Bir dizi kayıt

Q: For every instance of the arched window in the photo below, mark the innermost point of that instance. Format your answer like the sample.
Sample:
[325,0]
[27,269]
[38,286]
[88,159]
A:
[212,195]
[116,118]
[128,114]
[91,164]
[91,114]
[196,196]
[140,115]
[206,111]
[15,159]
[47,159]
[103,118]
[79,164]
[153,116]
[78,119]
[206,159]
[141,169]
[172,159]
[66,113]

Gereksinim
Yukarıdaki kayıtların tüm satırlarını, boş satırları atlayarak numaralı bir listeye dönüştürün.

Yanıt
1. Q: For every instance of the arched window in the photo below, mark the innermost point of that instance. Format your answer like the sample.
2. Sample:
3. [325,0]
4. [27,269]
5. [38,286]
6. [88,159]
7. A:
8. [212,195]
9. [116,118]
10. [128,114]
11. [91,164]
12. [91,114]
13. [196,196]
14. [140,115]
15. [206,111]
16. [15,159]
17. [47,159]
18. [103,118]
19. [79,164]
20. [153,116]
21. [78,119]
22. [206,159]
23. [141,169]
24. [172,159]
25. [66,113]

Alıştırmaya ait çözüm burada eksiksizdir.